[BRIEF 1]: In the records below, copy out the lines from the one containing "Each instance of the green banner" through the end of the records, both ends included.
[BRIEF 2]: Continue the passage on cognition and dualism below from where it stops.

Therefore, the conditions required for cognition to arise, come about
through and for the I. The I sets itself the problems of
cognition. And it takes them from the element of thinking, in itself
absolutely clear and transparent. If we ask questions we cannot answer,
then the content of the question cannot be clear and distinct in all its
details. The world does not set us the questions; it is we ourselves who
set them.
I can imagine that it would be quite impossible for me to answer a question
which I happened to find written down somewhere, without knowing the sphere
from which the content of the question was taken.
In knowledge we are concerned with questions which arise for us through the
fact that a sphere of perceptions, conditioned by time, space, and our
subjective organization, is confronted by a sphere of concepts pointing to a
world which is a unity. My task is to reconcile these two spheres, well
known to me. One cannot speak here of a limit of knowledge. It may be that
at a particular moment, this or that remains unexplained because, through
our place in life, we are prevented from perceiving all that is involved.
What is not found to-day, however, may be found tomorrow. The limits due to
these causes are only transitory, and can be overcome by the progress of
perceiving and thinking.
Dualism makes the mistake of transferring the antithesis of object and
subject, which has significance only within the sphere of perceptions, to
purely invented entities outside this sphere. But as the separate things
within the field of perception remain separated only as long as the
perceiver refrains from thinking, which cancels all separation and shows it
to be due to merely subjective factors, so the dualist, in fact, transfers
to entities behind the sphere of perceptions definitions which, even for
perceptions, have no absolute but only relative validity. In doing this he
splits up the two factors concerned in the process of cognition, perception
and concept, into four: 1) the object-in-itself, 2) the perception which the
subject has of the object, 3) the subject, 4) the concept which relates the
perception to the object-in-itself. The relation between object and subject
is considered to be real, that is, the subject is considered to be
really (dynamically) influenced by the object. This real process is said not
to appear in consciousness. But it is supposed to evoke in the subject a
response to the stimulation from the object. The result of this response is
said to be the perception. This at last enters our consciousness. The object
is said to have an objective reality (independent of the subject), the
perception a subjective reality. This subjective reality is said to be
referred by the subject to the object. This latter reference is said to be
an ideal one. The dualist, in other words, splits up the process of cognition
into two parts. One part, i.e., the production of the perceptual object out of
the thing-in-itself, takes place, according to him, outside of
consciousness, the other part, the union of perception with concept
and the reference of this to the object, within consciousness. These
presuppositions make it clear that the dualist believes he receives in his
concepts only something subjective, which represents what confronts his
consciousness. The objectively real process in the subject, by means of which
the perception comes about, and still more the objective relationships between
things-in-themselves, remain inaccessible to direct cognition for such a
dualist. In his opinion, man can obtain only concepts that represent the
objectively real. The bond of unity which connects things with one another
and also objectively with our individual spirit (as thing-in-itself), lies
beyond consciousness in a being-in-itself of whom we likewise can have in
our consciousness only a concept that represents it.
The dualist believes that the whole world would be nothing but a mere
abstract scheme of concepts if he did not insist on “real” connections
between the objects beside the conceptual ones. In other words, the ideal
principles which can be discovered by thinking seem too airy for the
dualist, and he seeks, in addition, “real principles” with which to support
them.

Records from a data collection
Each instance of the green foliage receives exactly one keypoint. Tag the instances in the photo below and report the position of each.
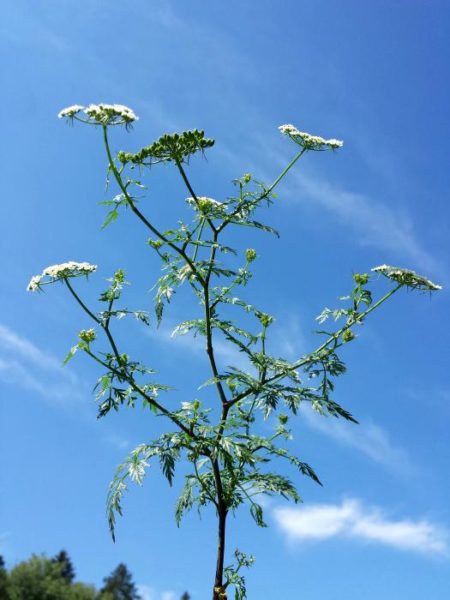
(51, 579)
(119, 585)
(67, 571)
(231, 462)
(42, 578)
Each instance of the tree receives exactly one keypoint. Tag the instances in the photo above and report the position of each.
(233, 460)
(4, 581)
(67, 570)
(119, 585)
(41, 578)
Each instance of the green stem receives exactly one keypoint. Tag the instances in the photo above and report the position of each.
(285, 171)
(138, 213)
(333, 338)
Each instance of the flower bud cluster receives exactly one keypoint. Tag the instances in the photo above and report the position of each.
(169, 147)
(250, 254)
(407, 277)
(361, 278)
(87, 335)
(308, 141)
(206, 205)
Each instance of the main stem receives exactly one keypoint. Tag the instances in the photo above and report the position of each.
(218, 581)
(222, 511)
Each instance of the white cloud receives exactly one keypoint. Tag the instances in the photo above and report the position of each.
(352, 520)
(169, 596)
(117, 441)
(146, 592)
(368, 438)
(149, 593)
(12, 342)
(25, 365)
(377, 224)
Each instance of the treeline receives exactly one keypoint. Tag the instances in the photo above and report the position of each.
(43, 578)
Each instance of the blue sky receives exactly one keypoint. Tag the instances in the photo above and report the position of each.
(373, 74)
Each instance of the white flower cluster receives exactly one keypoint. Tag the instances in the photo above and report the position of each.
(62, 271)
(105, 114)
(407, 277)
(308, 141)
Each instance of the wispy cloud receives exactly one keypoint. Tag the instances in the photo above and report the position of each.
(352, 519)
(25, 365)
(376, 224)
(148, 593)
(369, 438)
(117, 441)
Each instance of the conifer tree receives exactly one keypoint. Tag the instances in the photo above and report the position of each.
(119, 585)
(67, 569)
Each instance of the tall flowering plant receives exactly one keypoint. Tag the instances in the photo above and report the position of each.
(231, 462)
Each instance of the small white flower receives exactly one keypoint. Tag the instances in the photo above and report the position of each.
(70, 111)
(69, 269)
(407, 277)
(61, 271)
(308, 141)
(110, 114)
(34, 286)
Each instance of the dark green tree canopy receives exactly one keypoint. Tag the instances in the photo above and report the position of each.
(66, 566)
(119, 585)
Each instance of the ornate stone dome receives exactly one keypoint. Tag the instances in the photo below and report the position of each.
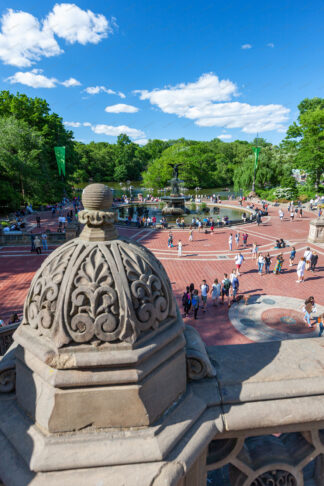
(99, 287)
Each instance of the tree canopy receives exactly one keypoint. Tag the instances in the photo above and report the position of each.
(29, 131)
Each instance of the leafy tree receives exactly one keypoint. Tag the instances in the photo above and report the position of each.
(307, 136)
(20, 157)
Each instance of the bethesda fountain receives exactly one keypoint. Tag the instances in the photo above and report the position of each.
(175, 203)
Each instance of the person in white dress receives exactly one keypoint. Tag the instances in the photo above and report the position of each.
(301, 270)
(308, 257)
(230, 242)
(239, 259)
(215, 292)
(179, 248)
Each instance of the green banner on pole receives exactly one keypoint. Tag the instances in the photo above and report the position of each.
(256, 151)
(60, 159)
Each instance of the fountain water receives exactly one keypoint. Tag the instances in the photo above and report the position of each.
(175, 203)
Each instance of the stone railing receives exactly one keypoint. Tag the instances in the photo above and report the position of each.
(6, 334)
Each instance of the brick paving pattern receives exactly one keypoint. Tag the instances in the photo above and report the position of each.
(207, 257)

[FINAL ANSWER 1]:
Each instance of the green banner on pole receives exactly one keypoint. Tag the instances in the photo above and report the position of each.
(256, 151)
(60, 159)
Each instance of the fountain water receives exactly one keypoint. Tag the instances in the photo above and report the position of each.
(175, 203)
Each instance of the stone railing receives exactly one keypoint. Tag the instances in the photo above and report the position of each.
(6, 334)
Each instance of the brick paving pattern receives exactly one keypoint. Tag the instances in the photo above and report the position of each.
(207, 257)

[FINAL ANSWER 2]:
Let us examine these “real principles” a little more closely. The naive man
(naive realist) regards the objects of external experience as realities. The
fact that his hands can grasp and his eyes can see these objects is for him
the proof of their reality. “Nothing exists that cannot be perceived” is, in
fact, the basic axiom of the naive man, and it is held to be equally valid
in its converse: “Everything which can be perceived, exists.” The best proof
for this assertion is the naive man's belief in immortality and in ghosts.
He thinks of the soul as a fine kind of physical matter which, in special
circumstances, may actually become visible to the ordinary man (naive belief
in ghosts).
In contrast to this real world of his, the naive realist regards everything
else, especially the world of ideas, as unreal, as “merely ideal.” What we
add to objects by thinking is mere thoughts about the objects. Thought adds
nothing real to perception.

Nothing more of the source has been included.